→ **EXERCISE INSTRUCTIONS**: Lay out the material below as a CSV with two columns headed input and output. Give each text and its answer one row, each in a single quoted field with line breaks turned into spaces, and leave the pictures out.

→ **AVAILABLE RECORDS**:
---+---
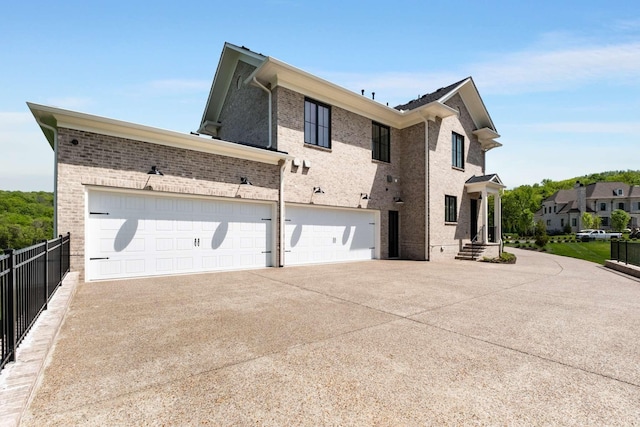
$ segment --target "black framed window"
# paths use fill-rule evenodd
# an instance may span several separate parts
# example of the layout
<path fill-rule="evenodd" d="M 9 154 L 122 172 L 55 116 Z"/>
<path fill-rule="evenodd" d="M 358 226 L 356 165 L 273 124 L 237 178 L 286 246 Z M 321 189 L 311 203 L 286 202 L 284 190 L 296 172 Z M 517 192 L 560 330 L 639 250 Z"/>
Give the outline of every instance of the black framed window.
<path fill-rule="evenodd" d="M 331 108 L 328 105 L 304 100 L 304 142 L 331 148 Z"/>
<path fill-rule="evenodd" d="M 451 165 L 464 169 L 464 136 L 451 133 Z"/>
<path fill-rule="evenodd" d="M 375 160 L 391 162 L 391 129 L 389 126 L 372 122 L 371 156 Z"/>
<path fill-rule="evenodd" d="M 444 221 L 458 221 L 458 198 L 456 196 L 444 196 Z"/>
---+---
→ **SOLUTION TO THE EXERCISE**:
input,output
"$ segment --target ""black framed window"" # paths use fill-rule evenodd # an instance may span several separate parts # example of the layout <path fill-rule=""evenodd"" d=""M 9 154 L 122 172 L 55 116 Z""/> <path fill-rule=""evenodd"" d=""M 358 226 L 356 165 L 273 124 L 237 178 L 286 246 Z M 321 189 L 311 203 L 286 202 L 284 190 L 296 172 Z M 517 192 L 560 330 L 639 250 Z""/> Give the outline of every instance of the black framed window.","<path fill-rule=""evenodd"" d=""M 331 108 L 328 105 L 304 100 L 304 142 L 331 148 Z""/> <path fill-rule=""evenodd"" d=""M 451 165 L 464 169 L 464 136 L 451 133 Z""/> <path fill-rule=""evenodd"" d=""M 375 160 L 391 162 L 391 129 L 389 126 L 372 122 L 371 156 Z""/> <path fill-rule=""evenodd"" d=""M 444 221 L 458 221 L 458 198 L 456 196 L 444 196 Z""/>"